*STORED DATA*.

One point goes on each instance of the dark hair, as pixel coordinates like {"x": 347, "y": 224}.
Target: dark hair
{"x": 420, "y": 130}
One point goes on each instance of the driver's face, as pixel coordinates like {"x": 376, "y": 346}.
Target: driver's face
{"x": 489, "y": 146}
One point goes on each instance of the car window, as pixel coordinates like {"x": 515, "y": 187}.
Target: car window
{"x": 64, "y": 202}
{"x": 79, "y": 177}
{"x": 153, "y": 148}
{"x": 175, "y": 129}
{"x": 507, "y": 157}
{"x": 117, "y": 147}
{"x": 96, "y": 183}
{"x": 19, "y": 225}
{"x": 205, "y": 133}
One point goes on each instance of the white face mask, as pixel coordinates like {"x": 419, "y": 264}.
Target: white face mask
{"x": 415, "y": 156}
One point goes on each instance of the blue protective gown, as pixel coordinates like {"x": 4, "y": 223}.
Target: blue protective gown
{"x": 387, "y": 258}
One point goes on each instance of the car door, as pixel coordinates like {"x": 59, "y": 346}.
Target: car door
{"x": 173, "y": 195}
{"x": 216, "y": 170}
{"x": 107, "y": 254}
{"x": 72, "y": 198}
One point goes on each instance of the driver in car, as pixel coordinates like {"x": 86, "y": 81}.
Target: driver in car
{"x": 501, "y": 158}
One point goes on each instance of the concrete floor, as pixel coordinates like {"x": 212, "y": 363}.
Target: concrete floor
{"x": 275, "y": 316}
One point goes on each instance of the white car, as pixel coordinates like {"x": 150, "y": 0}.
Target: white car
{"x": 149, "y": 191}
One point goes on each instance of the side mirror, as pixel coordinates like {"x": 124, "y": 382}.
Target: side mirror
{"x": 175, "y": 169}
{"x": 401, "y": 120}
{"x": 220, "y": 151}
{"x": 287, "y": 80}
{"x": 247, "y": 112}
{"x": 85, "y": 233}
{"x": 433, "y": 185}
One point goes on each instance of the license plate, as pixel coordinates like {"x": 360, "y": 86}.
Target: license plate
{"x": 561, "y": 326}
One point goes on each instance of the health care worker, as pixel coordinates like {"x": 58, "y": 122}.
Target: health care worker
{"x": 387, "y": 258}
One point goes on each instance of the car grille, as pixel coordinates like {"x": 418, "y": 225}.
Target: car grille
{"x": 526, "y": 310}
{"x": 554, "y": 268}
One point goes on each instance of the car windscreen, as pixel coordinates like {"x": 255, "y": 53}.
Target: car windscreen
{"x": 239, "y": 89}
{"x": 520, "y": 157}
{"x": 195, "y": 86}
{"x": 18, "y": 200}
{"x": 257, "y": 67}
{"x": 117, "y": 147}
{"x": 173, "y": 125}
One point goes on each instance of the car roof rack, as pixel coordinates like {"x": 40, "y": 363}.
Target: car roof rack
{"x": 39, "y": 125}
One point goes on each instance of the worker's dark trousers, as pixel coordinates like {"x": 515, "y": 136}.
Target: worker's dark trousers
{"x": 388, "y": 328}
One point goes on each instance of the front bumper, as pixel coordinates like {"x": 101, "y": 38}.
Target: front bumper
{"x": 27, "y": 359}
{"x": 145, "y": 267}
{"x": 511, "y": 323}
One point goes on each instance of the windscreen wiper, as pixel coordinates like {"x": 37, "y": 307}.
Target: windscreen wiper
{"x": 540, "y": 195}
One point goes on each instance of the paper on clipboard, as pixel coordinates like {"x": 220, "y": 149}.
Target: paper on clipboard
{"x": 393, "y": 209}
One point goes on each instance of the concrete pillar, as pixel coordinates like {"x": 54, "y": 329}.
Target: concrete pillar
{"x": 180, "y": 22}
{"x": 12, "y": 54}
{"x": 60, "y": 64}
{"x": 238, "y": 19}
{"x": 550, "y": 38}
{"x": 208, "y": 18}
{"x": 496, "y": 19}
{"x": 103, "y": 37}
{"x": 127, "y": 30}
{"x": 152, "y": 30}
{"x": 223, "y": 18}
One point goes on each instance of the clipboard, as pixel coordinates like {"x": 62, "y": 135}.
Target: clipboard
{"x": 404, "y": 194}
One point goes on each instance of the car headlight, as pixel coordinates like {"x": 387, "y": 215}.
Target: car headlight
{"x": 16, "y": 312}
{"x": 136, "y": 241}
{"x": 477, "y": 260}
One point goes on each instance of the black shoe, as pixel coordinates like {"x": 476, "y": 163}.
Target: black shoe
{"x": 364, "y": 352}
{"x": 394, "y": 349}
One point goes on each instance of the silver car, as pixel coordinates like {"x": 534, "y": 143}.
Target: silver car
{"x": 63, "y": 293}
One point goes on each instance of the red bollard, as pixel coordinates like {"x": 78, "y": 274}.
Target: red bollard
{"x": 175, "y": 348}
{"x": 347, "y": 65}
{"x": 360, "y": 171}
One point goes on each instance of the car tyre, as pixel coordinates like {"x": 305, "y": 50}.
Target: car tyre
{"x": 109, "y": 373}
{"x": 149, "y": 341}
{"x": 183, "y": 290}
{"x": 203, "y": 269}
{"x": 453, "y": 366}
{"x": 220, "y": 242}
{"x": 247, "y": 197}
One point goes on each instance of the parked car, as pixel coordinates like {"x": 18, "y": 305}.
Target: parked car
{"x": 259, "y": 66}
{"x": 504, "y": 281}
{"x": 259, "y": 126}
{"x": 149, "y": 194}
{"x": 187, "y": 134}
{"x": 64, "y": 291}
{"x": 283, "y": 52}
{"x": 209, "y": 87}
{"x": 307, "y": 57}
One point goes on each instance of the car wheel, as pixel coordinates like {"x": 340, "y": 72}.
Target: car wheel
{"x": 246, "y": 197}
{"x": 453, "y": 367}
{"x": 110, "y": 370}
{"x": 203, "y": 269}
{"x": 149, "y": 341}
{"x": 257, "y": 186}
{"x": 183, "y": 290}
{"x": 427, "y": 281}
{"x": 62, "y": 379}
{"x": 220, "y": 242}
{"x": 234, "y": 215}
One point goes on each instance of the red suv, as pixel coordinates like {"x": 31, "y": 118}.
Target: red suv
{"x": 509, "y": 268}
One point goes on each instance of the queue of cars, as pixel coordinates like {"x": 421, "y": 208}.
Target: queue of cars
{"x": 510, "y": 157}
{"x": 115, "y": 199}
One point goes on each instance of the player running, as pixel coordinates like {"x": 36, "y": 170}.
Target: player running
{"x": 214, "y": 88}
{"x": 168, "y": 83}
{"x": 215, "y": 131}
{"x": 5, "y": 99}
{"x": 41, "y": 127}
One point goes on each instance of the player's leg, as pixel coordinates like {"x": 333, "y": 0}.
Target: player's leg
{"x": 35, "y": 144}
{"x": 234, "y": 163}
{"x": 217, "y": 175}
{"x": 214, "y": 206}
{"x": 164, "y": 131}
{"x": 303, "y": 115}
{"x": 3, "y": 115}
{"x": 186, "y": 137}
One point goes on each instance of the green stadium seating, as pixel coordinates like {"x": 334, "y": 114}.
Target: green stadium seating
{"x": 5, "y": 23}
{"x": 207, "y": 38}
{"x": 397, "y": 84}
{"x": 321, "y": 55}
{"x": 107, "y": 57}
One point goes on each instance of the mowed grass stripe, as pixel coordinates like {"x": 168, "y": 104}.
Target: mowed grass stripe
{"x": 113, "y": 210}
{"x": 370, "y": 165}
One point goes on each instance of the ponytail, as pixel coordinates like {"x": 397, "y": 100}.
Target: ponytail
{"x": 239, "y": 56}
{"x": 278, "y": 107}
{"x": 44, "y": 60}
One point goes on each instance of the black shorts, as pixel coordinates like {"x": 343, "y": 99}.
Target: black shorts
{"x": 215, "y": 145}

*WORK REQUEST*.
Print each entry above exactly as given.

*EXERCISE RESPONSE*.
One point goes on each instance of the dark hair, as pixel coordinates like {"x": 347, "y": 224}.
Target: dark hair
{"x": 420, "y": 130}
One point goes on each instance of the driver's face, as pixel coordinates like {"x": 376, "y": 346}.
Target: driver's face
{"x": 489, "y": 146}
One point goes on each instance of the car window, as pixel coordinates like {"x": 515, "y": 187}.
Target: car window
{"x": 64, "y": 202}
{"x": 79, "y": 177}
{"x": 153, "y": 148}
{"x": 175, "y": 129}
{"x": 507, "y": 157}
{"x": 117, "y": 147}
{"x": 96, "y": 183}
{"x": 19, "y": 225}
{"x": 205, "y": 133}
One point goes on each instance of the white face mask, as pixel coordinates like {"x": 419, "y": 264}.
Target: white face mask
{"x": 415, "y": 156}
One point goes on each instance of the blue protective gown, as pixel coordinates like {"x": 4, "y": 223}.
Target: blue protective gown
{"x": 387, "y": 258}
One point goes on each instance of the car door, as pixel coordinates like {"x": 59, "y": 346}.
Target: car door
{"x": 173, "y": 195}
{"x": 216, "y": 170}
{"x": 107, "y": 254}
{"x": 72, "y": 198}
One point goes on each instance of the driver in car, as pixel coordinates like {"x": 86, "y": 81}.
Target: driver in car
{"x": 501, "y": 158}
One point goes on each instance of the concrete floor, as pixel coordinates like {"x": 212, "y": 363}.
Target: concrete floor
{"x": 275, "y": 316}
One point goes on each instance of the white car, as pixel coordinates like {"x": 150, "y": 0}.
Target: white car
{"x": 149, "y": 191}
One point goes on each instance of the side mirror, as pixel coordinates like {"x": 124, "y": 382}.
Target: side mirror
{"x": 175, "y": 169}
{"x": 401, "y": 120}
{"x": 220, "y": 151}
{"x": 287, "y": 80}
{"x": 247, "y": 112}
{"x": 85, "y": 233}
{"x": 433, "y": 185}
One point goes on each instance of the license plate, as pixel coordinates like {"x": 360, "y": 86}.
Target: license plate
{"x": 561, "y": 326}
One point goes on each instance of the health care worker, as pixel coordinates like {"x": 58, "y": 122}.
Target: health care worker
{"x": 387, "y": 258}
One point goes on each instance of the car grille, as pixel coordinates like {"x": 418, "y": 225}.
Target: car grille
{"x": 526, "y": 310}
{"x": 554, "y": 268}
One point goes on each instance of the car windscreen, as pixel coordinates like {"x": 255, "y": 53}.
Target: car windscreen
{"x": 239, "y": 89}
{"x": 520, "y": 157}
{"x": 195, "y": 86}
{"x": 18, "y": 200}
{"x": 257, "y": 67}
{"x": 117, "y": 147}
{"x": 173, "y": 125}
One point goes on each instance of the car roof rack, as pixel coordinates like {"x": 40, "y": 363}.
Target: car roof rack
{"x": 39, "y": 125}
One point goes on each instance of the worker's dark trousers, as pixel coordinates like {"x": 515, "y": 136}.
Target: worker's dark trousers
{"x": 388, "y": 328}
One point goes on each instance of the front bumper, as pixel coordinates like {"x": 101, "y": 38}.
Target: front bumper
{"x": 27, "y": 359}
{"x": 145, "y": 267}
{"x": 511, "y": 323}
One point goes on each instance of the windscreen wiper, as pixel coordinates like {"x": 37, "y": 307}.
Target: windscreen wiper
{"x": 540, "y": 195}
One point goes on each instance of the paper on clipboard, as pixel coordinates like {"x": 220, "y": 149}.
Target: paper on clipboard
{"x": 393, "y": 209}
One point goes on each instance of the concrete pillar, as pixel coordinates like {"x": 54, "y": 329}.
Target: concrete pillar
{"x": 180, "y": 22}
{"x": 12, "y": 54}
{"x": 60, "y": 64}
{"x": 238, "y": 19}
{"x": 550, "y": 38}
{"x": 208, "y": 18}
{"x": 496, "y": 19}
{"x": 103, "y": 37}
{"x": 127, "y": 30}
{"x": 152, "y": 30}
{"x": 223, "y": 18}
One point goes on each instance of the clipboard, as pixel coordinates like {"x": 62, "y": 135}.
Target: clipboard
{"x": 404, "y": 194}
One point goes on each instance of the car headlight, as pixel coordinates like {"x": 387, "y": 215}.
Target: car headlight
{"x": 16, "y": 312}
{"x": 136, "y": 241}
{"x": 477, "y": 260}
One point goes on each instance of the black shoe, as pixel coordinates like {"x": 476, "y": 163}.
Target: black shoe
{"x": 364, "y": 352}
{"x": 394, "y": 349}
One point goes on each instance of the silver car, as pixel coordinates like {"x": 534, "y": 143}.
Target: silver car
{"x": 63, "y": 293}
One point goes on each instance of the red bollard, as pixel coordinates like {"x": 78, "y": 274}.
Target: red bollard
{"x": 175, "y": 348}
{"x": 347, "y": 65}
{"x": 360, "y": 171}
One point goes on each instance of the car tyre, as pixel coordinates like {"x": 305, "y": 50}.
Target: car tyre
{"x": 109, "y": 373}
{"x": 149, "y": 341}
{"x": 183, "y": 290}
{"x": 203, "y": 269}
{"x": 453, "y": 366}
{"x": 220, "y": 242}
{"x": 247, "y": 197}
One point goes on each instance of the parked car, as pixel coordinates like {"x": 18, "y": 305}.
Target: parked car
{"x": 259, "y": 66}
{"x": 504, "y": 281}
{"x": 259, "y": 126}
{"x": 149, "y": 194}
{"x": 187, "y": 134}
{"x": 64, "y": 291}
{"x": 283, "y": 52}
{"x": 209, "y": 87}
{"x": 307, "y": 57}
One point goes on each instance of the car wheel, as pixel coordinates like {"x": 340, "y": 72}.
Target: car wheel
{"x": 246, "y": 197}
{"x": 453, "y": 367}
{"x": 110, "y": 370}
{"x": 203, "y": 269}
{"x": 149, "y": 341}
{"x": 257, "y": 186}
{"x": 183, "y": 290}
{"x": 427, "y": 281}
{"x": 62, "y": 379}
{"x": 220, "y": 242}
{"x": 234, "y": 215}
One point goes on each instance of the red suv, as pixel coordinates like {"x": 31, "y": 118}.
Target: red suv
{"x": 509, "y": 268}
One point goes on each instance of the queue of cars, as pixel coordinates like {"x": 421, "y": 208}.
Target: queue of cars
{"x": 510, "y": 157}
{"x": 115, "y": 199}
One point goes on each instance of the player running, as pixel coordinates like {"x": 36, "y": 170}.
Target: player running
{"x": 214, "y": 88}
{"x": 168, "y": 83}
{"x": 215, "y": 131}
{"x": 5, "y": 99}
{"x": 41, "y": 127}
One point goes on each instance of the player's leg, as pixel coordinates like {"x": 333, "y": 0}.
Target: player's leg
{"x": 35, "y": 144}
{"x": 234, "y": 163}
{"x": 217, "y": 175}
{"x": 214, "y": 206}
{"x": 164, "y": 131}
{"x": 303, "y": 115}
{"x": 3, "y": 115}
{"x": 186, "y": 137}
One point goes on each instance of the green stadium seating, as pixel coordinates like {"x": 334, "y": 114}.
Target: green stadium seating
{"x": 5, "y": 23}
{"x": 207, "y": 38}
{"x": 397, "y": 84}
{"x": 321, "y": 55}
{"x": 107, "y": 57}
One point goes on each instance of the mowed grass stripe, as pixel coordinates like {"x": 168, "y": 104}.
Target: mowed grass stripe
{"x": 113, "y": 210}
{"x": 370, "y": 165}
One point goes on each instance of the ponytail, as pixel coordinates like {"x": 397, "y": 100}.
Target: ponytail
{"x": 239, "y": 56}
{"x": 278, "y": 107}
{"x": 44, "y": 60}
One point goes on each instance of the black shorts, as pixel coordinates like {"x": 343, "y": 99}.
Target: black shorts
{"x": 215, "y": 145}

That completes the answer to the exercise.